What you should do:
Can you extract the passage of the mountain biking account below from "The event is" to "over one shoulder.", copying it word for word?
··· Excerpt to read
I went mountain biking in the Laurentians yesterday. You should see my legs. I look like I was attacked by a pack of wild rocks, which in a way I was. Silly me, I thought because I bike up the mountain almost every other day, because I bike back and forth to school, because I drag my daughter up hills and valleys, through tunnels and underpasses, bike paths and highways, that I was ready for it.That and the guy who signed me up was really cute. Sigh.

The event is organised by the bikeshop/retail outfit called Yeti on Fairmount and St-Laurent. I wandered in there to buy my daughter the small Winnebago that I have now attached to the back of my bicycle, in which she can read, nap, snack, look out the window and basically do everything but check her e-mail. Somewhere between wandering in there just to look, and spending 300$ on a nylon suite-on-wheels, I signed up for Yeti Mountain Wednesdays.

When I arrived, there were already a small pack of beautiful men with rock-hard butts standing around the storefront in multi-colored, skin-tight spandex outfits. For the most part, they were all were wearing nylon backpacks with plastic tubes sticking out of them, water-delivery-apparati that reminded me of a portable hookah. In between sentences, their owners sucked reflectively on the spout hanging lightly over one shoulder.

I was wearing shorts and a baggy grey t-shirt, and I had forgotten to bring a backpack so I was carrying my water bottle in my purse, which I intended to wear all the way up Mt.Difficult, or wherever it was we were going. There was only one other girl, and because she looked muscled and at ease, I avoided her.

I got a ride with two boys in their late twenties, brothers named Naim and Chris. They were both going for the first time, and they were bilingual, highly energetic types, with big smiles. Naim was the elder brother, and he liked to quiz. For example: how much liquid does the human body sweat out in an hour of exercise? Answer: 1 litre. How many litres of blood do we have in our entire body? Answer: five to six.How many minutes can the heart do without oxygen before there is irreparable muscle damage? Answer: about five minutes. Naim, a computer programmer, is one of those people who believe in logic, in empiricism. When I asked him how old he thought I was, he looked straight at the road ahead and said: "Well, logically, you are either over thirty or under. If you are under thirty, you are either under 25 or over. Which means I have a 50/50 chance of getting it right." He guessed wrong.
······
··· Dataset
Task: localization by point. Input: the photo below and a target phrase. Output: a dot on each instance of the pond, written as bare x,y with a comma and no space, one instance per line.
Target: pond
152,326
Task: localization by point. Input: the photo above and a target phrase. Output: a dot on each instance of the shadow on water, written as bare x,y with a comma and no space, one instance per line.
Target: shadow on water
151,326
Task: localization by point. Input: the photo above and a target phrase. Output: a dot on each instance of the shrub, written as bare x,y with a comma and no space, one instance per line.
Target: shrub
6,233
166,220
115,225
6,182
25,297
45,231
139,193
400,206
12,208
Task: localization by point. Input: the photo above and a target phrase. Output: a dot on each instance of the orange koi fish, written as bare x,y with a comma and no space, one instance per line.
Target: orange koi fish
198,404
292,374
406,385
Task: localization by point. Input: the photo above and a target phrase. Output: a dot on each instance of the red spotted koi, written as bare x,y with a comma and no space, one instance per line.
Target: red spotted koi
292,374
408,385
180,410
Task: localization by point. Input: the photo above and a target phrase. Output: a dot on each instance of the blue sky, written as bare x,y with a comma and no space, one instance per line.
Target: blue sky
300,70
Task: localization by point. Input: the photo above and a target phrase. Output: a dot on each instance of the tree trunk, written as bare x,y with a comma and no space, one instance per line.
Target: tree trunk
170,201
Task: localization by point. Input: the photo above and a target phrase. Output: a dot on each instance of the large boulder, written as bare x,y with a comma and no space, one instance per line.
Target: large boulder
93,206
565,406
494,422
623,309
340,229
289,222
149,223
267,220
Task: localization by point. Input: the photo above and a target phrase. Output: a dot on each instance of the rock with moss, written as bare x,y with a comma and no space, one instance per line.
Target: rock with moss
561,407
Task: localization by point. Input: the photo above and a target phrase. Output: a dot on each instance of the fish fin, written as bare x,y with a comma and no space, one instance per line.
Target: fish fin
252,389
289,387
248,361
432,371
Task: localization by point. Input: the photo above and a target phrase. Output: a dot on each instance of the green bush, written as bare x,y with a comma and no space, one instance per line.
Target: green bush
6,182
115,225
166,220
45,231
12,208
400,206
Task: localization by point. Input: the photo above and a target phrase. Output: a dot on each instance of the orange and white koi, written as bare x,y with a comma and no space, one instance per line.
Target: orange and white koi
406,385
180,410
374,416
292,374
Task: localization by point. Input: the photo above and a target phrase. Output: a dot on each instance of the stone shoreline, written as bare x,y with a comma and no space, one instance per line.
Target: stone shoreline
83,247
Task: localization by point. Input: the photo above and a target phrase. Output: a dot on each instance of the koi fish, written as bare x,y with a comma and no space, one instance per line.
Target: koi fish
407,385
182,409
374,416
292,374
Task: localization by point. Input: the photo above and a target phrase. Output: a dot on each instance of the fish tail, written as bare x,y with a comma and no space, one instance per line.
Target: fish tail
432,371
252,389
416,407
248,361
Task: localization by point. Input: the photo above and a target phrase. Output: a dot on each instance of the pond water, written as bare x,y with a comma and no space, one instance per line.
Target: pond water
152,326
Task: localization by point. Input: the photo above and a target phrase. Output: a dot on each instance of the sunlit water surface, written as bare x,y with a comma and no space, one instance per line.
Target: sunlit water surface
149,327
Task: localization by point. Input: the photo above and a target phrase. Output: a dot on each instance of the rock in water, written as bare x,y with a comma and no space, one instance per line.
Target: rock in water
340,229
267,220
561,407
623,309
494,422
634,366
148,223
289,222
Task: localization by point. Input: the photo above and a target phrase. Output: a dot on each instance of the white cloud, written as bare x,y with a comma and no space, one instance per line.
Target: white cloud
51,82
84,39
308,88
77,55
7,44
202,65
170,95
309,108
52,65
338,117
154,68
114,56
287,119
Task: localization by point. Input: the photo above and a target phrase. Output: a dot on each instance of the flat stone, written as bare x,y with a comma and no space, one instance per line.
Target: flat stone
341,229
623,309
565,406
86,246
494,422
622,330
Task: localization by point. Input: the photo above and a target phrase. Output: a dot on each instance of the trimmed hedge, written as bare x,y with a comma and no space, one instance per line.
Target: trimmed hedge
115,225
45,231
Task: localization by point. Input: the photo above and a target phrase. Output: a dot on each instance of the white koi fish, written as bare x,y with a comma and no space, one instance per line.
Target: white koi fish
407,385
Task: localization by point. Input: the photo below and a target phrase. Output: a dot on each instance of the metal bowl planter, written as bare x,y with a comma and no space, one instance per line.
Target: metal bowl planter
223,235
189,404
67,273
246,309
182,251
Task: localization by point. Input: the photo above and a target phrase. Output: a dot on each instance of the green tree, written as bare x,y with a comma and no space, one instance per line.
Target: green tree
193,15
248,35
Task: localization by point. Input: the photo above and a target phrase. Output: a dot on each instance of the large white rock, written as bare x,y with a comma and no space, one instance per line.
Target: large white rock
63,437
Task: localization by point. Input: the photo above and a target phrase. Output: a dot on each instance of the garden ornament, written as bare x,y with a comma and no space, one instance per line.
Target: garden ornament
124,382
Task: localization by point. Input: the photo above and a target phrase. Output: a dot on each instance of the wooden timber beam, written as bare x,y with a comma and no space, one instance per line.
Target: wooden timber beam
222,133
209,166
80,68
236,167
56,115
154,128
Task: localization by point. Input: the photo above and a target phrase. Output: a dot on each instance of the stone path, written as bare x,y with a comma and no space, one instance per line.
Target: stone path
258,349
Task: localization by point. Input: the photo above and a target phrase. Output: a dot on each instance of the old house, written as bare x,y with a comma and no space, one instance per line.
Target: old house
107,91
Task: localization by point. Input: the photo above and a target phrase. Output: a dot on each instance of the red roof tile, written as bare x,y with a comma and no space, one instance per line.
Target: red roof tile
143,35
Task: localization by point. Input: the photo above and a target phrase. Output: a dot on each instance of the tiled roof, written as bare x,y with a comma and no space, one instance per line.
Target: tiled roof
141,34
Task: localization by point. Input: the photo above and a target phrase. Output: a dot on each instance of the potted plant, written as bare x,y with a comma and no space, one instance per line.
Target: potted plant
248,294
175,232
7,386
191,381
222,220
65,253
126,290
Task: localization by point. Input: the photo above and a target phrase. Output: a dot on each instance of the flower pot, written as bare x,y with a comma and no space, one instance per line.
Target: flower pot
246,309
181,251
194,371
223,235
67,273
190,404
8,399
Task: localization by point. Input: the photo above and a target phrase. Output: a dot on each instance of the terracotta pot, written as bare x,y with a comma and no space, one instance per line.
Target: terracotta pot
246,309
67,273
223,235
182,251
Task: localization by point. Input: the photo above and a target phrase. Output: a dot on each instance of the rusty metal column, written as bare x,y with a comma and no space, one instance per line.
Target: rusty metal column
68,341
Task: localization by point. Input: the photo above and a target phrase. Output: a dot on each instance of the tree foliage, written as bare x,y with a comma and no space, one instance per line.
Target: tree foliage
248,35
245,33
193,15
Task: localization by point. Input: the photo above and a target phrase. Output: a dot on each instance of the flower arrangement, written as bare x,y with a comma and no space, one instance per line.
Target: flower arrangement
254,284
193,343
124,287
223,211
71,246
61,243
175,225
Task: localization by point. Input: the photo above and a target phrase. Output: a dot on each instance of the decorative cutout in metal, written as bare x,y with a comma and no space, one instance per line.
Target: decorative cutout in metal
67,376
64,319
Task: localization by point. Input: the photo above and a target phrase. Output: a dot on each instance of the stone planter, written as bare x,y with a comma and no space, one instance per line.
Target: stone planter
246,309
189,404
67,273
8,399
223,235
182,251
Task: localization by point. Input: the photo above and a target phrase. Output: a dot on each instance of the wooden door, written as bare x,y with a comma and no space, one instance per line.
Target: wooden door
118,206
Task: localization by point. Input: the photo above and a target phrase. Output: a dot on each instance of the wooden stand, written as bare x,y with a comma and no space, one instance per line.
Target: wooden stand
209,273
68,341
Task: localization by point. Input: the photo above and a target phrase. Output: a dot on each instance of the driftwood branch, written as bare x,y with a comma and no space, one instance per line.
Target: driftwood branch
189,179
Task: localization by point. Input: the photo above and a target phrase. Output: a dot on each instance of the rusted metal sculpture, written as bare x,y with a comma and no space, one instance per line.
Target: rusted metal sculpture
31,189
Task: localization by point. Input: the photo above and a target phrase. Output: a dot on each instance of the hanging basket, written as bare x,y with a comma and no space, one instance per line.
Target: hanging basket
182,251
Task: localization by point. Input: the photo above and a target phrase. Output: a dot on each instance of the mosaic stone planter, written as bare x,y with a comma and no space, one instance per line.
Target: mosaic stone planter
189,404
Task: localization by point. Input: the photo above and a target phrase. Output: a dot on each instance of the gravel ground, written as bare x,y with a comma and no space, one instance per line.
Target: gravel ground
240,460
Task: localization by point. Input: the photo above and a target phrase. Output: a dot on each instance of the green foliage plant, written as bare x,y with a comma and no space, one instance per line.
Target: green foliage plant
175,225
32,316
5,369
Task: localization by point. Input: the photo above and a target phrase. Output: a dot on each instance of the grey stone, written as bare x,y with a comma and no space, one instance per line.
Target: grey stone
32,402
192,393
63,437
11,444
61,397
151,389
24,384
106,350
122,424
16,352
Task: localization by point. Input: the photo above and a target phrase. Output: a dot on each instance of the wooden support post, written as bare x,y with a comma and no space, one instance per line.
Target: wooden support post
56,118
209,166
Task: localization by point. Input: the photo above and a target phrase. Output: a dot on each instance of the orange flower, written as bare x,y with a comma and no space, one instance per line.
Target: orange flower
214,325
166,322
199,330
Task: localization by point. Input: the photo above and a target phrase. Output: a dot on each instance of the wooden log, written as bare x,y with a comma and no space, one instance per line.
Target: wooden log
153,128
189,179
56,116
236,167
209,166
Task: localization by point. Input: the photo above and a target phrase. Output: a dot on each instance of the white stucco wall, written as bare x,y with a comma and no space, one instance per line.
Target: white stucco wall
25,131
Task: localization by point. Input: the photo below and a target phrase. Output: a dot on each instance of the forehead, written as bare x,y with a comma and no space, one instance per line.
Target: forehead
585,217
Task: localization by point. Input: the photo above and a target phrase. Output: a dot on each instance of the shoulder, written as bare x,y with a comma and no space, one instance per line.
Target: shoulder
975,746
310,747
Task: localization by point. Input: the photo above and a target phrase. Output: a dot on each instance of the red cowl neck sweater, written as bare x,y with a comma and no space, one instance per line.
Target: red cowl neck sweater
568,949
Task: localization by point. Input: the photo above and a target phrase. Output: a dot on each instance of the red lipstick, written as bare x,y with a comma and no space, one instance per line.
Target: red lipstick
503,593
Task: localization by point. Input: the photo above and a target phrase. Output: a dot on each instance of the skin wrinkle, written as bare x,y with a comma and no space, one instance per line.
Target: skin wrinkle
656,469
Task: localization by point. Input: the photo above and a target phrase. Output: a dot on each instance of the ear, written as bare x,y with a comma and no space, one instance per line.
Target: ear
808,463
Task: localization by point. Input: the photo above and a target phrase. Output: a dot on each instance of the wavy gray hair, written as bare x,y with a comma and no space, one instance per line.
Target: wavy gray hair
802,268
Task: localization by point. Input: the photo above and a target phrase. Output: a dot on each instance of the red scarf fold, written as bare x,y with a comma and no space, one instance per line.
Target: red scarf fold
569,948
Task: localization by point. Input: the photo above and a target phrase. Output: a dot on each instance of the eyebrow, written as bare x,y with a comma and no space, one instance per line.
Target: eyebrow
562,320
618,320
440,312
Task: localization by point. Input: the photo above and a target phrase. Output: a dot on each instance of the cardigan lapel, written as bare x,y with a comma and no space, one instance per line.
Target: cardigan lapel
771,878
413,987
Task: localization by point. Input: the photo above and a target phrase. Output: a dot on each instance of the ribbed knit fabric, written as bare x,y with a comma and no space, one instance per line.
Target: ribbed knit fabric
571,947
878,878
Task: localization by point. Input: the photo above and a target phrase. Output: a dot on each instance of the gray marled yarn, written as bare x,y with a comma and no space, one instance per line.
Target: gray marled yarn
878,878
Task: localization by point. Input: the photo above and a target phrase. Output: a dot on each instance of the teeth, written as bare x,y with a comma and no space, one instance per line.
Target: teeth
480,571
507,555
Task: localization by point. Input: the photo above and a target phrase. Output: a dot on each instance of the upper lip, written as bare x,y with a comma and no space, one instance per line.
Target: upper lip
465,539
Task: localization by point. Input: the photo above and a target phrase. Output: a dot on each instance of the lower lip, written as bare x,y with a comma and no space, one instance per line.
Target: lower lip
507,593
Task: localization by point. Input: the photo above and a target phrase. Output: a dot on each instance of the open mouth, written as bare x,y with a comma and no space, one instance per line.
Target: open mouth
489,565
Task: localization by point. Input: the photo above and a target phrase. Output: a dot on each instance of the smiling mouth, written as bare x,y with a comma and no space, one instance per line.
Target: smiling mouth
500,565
······
Full response:
The event is organised by the bikeshop/retail outfit called Yeti on Fairmount and St-Laurent. I wandered in there to buy my daughter the small Winnebago that I have now attached to the back of my bicycle, in which she can read, nap, snack, look out the window and basically do everything but check her e-mail. Somewhere between wandering in there just to look, and spending 300$ on a nylon suite-on-wheels, I signed up for Yeti Mountain Wednesdays.

When I arrived, there were already a small pack of beautiful men with rock-hard butts standing around the storefront in multi-colored, skin-tight spandex outfits. For the most part, they were all were wearing nylon backpacks with plastic tubes sticking out of them, water-delivery-apparati that reminded me of a portable hookah. In between sentences, their owners sucked reflectively on the spout hanging lightly over one shoulder.